> THINGS TO DO
#1 Reproduce the passage of the article on public data standards word for word, beginning at "Meanwhile, the costs" and stopping after "and analysed together.".
#2 Sum up the article on public data standards in two sentences.

> PAGE EXTRACT
■ ■ ■ ■ ■ ■ ■
Imagine an AI chatbot confidently telling an investor that a company's revenue jumped 40% last quarter, when in fact, it fell. The correct data existed on the internet, but the model retrieved its answer from an unreliable source, misread inconsistent labels, or grabbed the wrong reporting period. This isn't a thought experiment. As AI becomes embedded in investment decisions, the quality of the underlying data matters more than ever.
For nearly two decades, I have focused on open public datasets and data standardisation, joining the XBRL community in 2006 to pursue the promise that structured, digital reporting would finally deliver high-quality data that users could trust and analyse at scale. That promise is now more important than ever with the emergence of natural language AI interfaces where the investor can ask any question they want, such as above.
Working at Oracle on data warehousing and business intelligence, I saw first-hand how difficult it was to turn inconsistent data into meaningful insight. The classic promises of Business Intelligence (BI), 'turning data into information' and 'helping users make better decisions', consistently fell apart when the underlying data was fragmented and used different labels and definitions. I came to realize that standardizing data at source and validating quality is a prerequisite for BI systems to deliver real value.
For AI chatbots, data quality, data structure, and the authority of the original publisher are even more critical to producing reliable analysis than they are for traditional BI systems built on tightly defined datasets.
Unfortunately, investment in data collection systems is being questioned like never before, while the benefits of data standardisation remain poorly understood. The result is too many fragmented implementations, driven by local interests insisting on exceptions that ultimately erode trust in the data itself.
The Quiet Crisis in Public Data
One claim commonly used in the calls to scale back data collection frameworks or to delay new ones is that digital reporting standards, ones that require some form of consistent data tagging and data validation, increase compliance costs for companies, and hence impact negatively on global competitiveness and growth.
Meanwhile, the costs of not collecting and standardizing data for analysis remain hidden. They can be found in the wasted time of numerous users struggling to find and pull data together, and in the systems built to transform data from multiple sources so they can be integrated and analysed together.
My own experience suggests that well-structured, standardised public data is not a burden; it is part of the important infrastructure that helps information flow in the so-called 'age of information'. In fact, the potential benefits of standardising open datasets are huge and can promote growth through better allocation of economic assets.
Open Data Sets are Underfunded
Alan Smith, who worked for the UK's Office for National Statistics, wrote an article for the Financial Times (August 21 2025: The challenge of restoring credibility to the nation's statistics), that caught my attention. He started by saying that "2025 had been somewhat of an annus horribilis for the nation's number cruncher."
He also noted that trust in UK key statistics was at an all-time low and several data series have been suspended or delayed. Much of this he attributed to cuts in government budgets, but also to a lack of awareness of the important value that such datasets have. Alan also noted that investment in roads and hospitals is easy to see, while saving analysts time and money, and demonstrating the impact on growth, is not.
■ ■ ■ ■ ■ ■ ■
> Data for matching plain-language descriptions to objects
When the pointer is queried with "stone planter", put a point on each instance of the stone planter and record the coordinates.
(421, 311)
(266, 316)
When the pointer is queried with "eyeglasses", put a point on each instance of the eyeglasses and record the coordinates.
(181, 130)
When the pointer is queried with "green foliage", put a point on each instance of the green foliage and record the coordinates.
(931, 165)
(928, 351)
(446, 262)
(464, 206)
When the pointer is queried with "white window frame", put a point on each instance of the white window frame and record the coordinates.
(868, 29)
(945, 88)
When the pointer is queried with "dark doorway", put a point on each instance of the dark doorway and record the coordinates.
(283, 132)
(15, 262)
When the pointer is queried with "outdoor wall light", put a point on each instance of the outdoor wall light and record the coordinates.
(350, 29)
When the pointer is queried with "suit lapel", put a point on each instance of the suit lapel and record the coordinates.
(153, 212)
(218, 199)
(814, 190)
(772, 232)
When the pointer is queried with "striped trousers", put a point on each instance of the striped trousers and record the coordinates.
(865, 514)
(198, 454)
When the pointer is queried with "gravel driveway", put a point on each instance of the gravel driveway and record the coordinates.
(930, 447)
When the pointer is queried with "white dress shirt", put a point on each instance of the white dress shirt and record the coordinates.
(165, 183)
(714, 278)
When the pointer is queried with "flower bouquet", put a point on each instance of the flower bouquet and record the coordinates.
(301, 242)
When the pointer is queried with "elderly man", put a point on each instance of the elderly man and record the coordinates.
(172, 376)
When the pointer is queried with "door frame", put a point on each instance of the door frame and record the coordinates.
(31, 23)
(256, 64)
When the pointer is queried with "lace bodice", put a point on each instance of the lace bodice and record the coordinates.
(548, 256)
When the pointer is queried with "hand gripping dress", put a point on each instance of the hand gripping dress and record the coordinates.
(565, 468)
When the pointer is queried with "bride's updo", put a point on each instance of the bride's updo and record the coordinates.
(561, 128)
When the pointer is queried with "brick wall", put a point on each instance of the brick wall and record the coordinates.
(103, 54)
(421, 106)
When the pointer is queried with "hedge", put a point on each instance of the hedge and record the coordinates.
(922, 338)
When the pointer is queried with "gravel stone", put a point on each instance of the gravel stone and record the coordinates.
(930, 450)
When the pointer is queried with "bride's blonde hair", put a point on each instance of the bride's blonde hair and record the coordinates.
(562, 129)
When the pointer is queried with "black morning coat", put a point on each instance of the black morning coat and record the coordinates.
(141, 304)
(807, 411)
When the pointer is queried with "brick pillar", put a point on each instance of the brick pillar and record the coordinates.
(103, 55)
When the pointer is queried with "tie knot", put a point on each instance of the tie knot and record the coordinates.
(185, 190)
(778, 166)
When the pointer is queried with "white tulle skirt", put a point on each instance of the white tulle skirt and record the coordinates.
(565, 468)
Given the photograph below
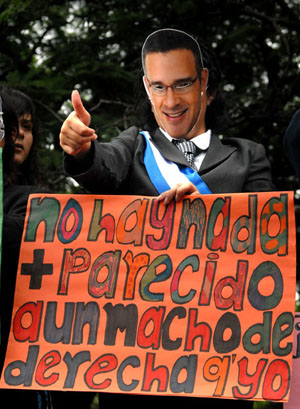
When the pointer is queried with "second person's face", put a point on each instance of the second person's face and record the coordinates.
(23, 142)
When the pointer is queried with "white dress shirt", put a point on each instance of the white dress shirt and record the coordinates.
(202, 141)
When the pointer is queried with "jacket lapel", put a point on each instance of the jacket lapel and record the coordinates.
(216, 154)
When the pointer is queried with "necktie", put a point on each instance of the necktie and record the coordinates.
(189, 149)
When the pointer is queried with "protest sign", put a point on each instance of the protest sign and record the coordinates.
(125, 294)
(294, 398)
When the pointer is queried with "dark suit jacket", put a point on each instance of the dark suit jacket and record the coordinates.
(230, 166)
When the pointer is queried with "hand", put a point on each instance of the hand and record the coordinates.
(75, 135)
(177, 192)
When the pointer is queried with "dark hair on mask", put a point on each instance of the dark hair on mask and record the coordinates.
(216, 116)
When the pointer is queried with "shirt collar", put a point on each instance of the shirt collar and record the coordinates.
(202, 141)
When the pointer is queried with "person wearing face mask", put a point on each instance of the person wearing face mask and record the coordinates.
(15, 198)
(158, 159)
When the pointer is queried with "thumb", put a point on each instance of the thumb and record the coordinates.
(81, 112)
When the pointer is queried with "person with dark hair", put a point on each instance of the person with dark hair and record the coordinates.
(26, 142)
(174, 150)
(15, 198)
(176, 82)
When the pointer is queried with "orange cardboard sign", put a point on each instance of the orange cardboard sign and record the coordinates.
(125, 294)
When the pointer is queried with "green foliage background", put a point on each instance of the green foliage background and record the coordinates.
(49, 48)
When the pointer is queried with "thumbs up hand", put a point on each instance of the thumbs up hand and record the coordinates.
(76, 135)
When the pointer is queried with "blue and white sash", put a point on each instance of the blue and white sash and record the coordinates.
(165, 174)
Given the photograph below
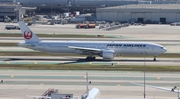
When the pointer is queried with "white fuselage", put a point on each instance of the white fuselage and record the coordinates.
(119, 48)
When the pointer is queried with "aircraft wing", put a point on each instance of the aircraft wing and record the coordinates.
(85, 49)
(44, 97)
(161, 88)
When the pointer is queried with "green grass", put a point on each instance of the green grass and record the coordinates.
(92, 67)
(54, 35)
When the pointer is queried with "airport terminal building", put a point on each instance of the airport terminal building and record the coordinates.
(144, 13)
(10, 9)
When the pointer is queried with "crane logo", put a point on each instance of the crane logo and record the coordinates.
(28, 34)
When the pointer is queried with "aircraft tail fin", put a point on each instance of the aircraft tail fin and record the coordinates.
(29, 36)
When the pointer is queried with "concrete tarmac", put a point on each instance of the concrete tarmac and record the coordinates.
(112, 84)
(81, 60)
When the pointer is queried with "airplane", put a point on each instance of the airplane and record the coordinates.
(105, 49)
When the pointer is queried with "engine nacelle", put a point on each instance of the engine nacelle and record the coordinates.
(108, 54)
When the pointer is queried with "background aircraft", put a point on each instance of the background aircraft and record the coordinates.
(104, 49)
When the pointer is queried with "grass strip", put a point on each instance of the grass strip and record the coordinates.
(91, 67)
(36, 53)
(55, 35)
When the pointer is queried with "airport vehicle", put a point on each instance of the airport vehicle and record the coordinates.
(9, 27)
(105, 49)
(86, 26)
(90, 94)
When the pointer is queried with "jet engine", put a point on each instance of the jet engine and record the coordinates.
(108, 54)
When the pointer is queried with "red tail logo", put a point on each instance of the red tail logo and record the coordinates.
(28, 34)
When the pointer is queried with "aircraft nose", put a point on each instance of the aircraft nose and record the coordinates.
(164, 49)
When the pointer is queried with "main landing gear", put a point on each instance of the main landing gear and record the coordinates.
(90, 57)
(154, 58)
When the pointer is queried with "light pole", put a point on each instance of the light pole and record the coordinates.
(144, 53)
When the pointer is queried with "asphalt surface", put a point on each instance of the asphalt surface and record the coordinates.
(112, 84)
(81, 60)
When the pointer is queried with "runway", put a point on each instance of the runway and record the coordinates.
(112, 84)
(81, 60)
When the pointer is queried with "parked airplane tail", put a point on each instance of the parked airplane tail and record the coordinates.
(28, 35)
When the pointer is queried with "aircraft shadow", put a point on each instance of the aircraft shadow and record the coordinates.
(79, 60)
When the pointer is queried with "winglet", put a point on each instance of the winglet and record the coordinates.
(28, 35)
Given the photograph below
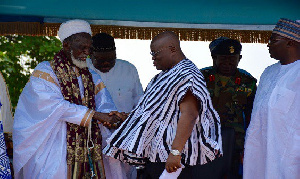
■ ■ ■ ■ ■ ■ ■
> SOLUTIONS TO THE PROBLEMS
#1
Meanwhile, the costs of not collecting and standardizing data for analysis remain hidden. They can be found in the wasted time of numerous users struggling to find and pull data together, and in the systems built to transform data from multiple sources so they can be integrated and analysed together.

#2 The author argues that AI chatbots, now built into investment decisions, depend on good, standardized data from trusted publishers even more than older business intelligence systems do, a view shaped by years at Oracle and in the XBRL community. Critics say reporting standards raise costs for companies, but the author points to the hidden costs of data that isn't standardized and, citing Alan Smith, describes UK statistics losing trust because of budget cuts and little awareness of their value.